# WHAT TO PRODUCE:
After locating the line that contains "as (368, 305)." in the data below, set down exactly that line and each one after it through the line that contains "as (386, 256).", and nothing more.

Dataset entries:
= = =
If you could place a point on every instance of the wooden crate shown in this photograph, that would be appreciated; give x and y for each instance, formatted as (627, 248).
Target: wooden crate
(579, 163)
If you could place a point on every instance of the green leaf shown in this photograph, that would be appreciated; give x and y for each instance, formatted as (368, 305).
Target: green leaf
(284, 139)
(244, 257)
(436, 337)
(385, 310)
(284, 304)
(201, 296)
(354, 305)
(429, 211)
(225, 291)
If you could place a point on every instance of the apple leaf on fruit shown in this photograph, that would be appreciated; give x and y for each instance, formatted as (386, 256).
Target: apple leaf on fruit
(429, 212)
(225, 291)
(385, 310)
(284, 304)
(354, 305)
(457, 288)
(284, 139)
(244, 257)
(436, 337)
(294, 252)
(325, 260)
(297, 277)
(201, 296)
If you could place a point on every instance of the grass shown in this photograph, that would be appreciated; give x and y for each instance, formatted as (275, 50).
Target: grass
= = =
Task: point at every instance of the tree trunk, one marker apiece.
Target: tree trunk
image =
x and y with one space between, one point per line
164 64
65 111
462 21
= = =
# YOUR RESPONSE:
If you could place a point on every instance of the green leaf shown in this photograph, that would be appreciated; give x and y for each instance, formatted as (368, 305).
Target: green leaf
(284, 139)
(244, 257)
(436, 337)
(385, 310)
(284, 304)
(201, 296)
(354, 305)
(429, 211)
(225, 291)
If you could place a point on every instance of the apple leaf on fruit shown in this photograph, that would be appreciated; give x and y for each instance, formatted as (386, 256).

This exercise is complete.